Each line from the one that contains "For the scouting record, return for every instance of the white" to the end of the material must be quoted exactly; include both end lines and nothing else.
====== STORED ROWS
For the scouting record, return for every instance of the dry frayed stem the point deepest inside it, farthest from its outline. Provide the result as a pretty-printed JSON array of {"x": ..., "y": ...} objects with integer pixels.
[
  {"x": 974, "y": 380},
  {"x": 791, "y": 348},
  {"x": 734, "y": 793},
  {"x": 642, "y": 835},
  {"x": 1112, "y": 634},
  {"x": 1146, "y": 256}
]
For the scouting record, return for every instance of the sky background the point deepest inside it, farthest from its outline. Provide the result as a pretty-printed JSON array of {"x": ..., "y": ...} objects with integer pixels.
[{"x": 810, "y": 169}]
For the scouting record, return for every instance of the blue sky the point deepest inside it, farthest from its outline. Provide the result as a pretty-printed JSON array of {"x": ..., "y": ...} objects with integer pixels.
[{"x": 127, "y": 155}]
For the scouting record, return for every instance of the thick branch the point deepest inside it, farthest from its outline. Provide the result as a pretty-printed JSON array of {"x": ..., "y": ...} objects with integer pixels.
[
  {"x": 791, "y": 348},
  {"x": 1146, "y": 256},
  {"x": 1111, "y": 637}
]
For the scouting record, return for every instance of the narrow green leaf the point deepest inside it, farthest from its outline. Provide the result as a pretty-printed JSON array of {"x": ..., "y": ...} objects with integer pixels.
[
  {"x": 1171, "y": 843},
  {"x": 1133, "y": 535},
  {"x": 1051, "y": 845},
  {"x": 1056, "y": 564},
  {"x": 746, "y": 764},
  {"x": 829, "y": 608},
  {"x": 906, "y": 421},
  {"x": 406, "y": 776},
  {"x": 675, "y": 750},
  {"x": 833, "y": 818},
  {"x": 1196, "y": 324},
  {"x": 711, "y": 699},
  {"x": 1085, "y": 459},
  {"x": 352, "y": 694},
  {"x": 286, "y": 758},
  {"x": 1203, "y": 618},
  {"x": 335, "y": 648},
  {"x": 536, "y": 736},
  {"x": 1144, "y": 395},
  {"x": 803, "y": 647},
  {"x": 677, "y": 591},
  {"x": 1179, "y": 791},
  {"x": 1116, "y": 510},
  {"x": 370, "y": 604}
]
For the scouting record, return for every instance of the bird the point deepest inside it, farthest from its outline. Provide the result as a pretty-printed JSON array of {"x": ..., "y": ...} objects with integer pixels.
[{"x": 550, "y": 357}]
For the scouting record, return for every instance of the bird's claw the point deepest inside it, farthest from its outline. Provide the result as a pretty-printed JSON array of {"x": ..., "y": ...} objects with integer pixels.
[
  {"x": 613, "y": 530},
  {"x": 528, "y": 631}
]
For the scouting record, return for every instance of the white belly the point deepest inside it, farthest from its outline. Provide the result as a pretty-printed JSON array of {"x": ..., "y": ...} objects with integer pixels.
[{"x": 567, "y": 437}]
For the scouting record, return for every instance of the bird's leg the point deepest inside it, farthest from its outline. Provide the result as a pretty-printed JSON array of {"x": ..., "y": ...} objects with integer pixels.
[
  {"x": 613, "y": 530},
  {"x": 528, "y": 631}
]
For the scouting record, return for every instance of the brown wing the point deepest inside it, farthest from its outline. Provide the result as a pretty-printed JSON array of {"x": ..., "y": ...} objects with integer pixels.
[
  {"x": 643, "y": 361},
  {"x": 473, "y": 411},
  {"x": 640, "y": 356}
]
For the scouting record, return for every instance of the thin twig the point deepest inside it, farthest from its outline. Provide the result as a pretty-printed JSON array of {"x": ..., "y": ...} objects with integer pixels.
============
SOLVED EXERCISE>
For the scouting record, return for every instance of the white belly the point deepest inside it, farthest from its outline. Provide the result as a pretty-printed JSON array of {"x": ..., "y": ...} objects with integer pixels.
[{"x": 567, "y": 437}]
For the scouting record, return for every instance of the bird's leg the point deepest inside it, farthest from its outline. Provide the result as a pretty-printed JSON array of {"x": ..., "y": ...} objects with integer pixels.
[
  {"x": 613, "y": 530},
  {"x": 528, "y": 631}
]
For the scouting record, return for every instance of the brown wing the point deepest inside it, farthest from its outline. Provide the result as a pretty-printed JSON array of {"x": ..., "y": ...} objects with integer pixels.
[
  {"x": 643, "y": 361},
  {"x": 473, "y": 411},
  {"x": 640, "y": 356}
]
For the scouting record, return for every instance of the thin twig the point deepest inside it, farthest from its outline. Provide the result as a pretty-printed JSON array of {"x": ..., "y": ...} objects with integer pixels.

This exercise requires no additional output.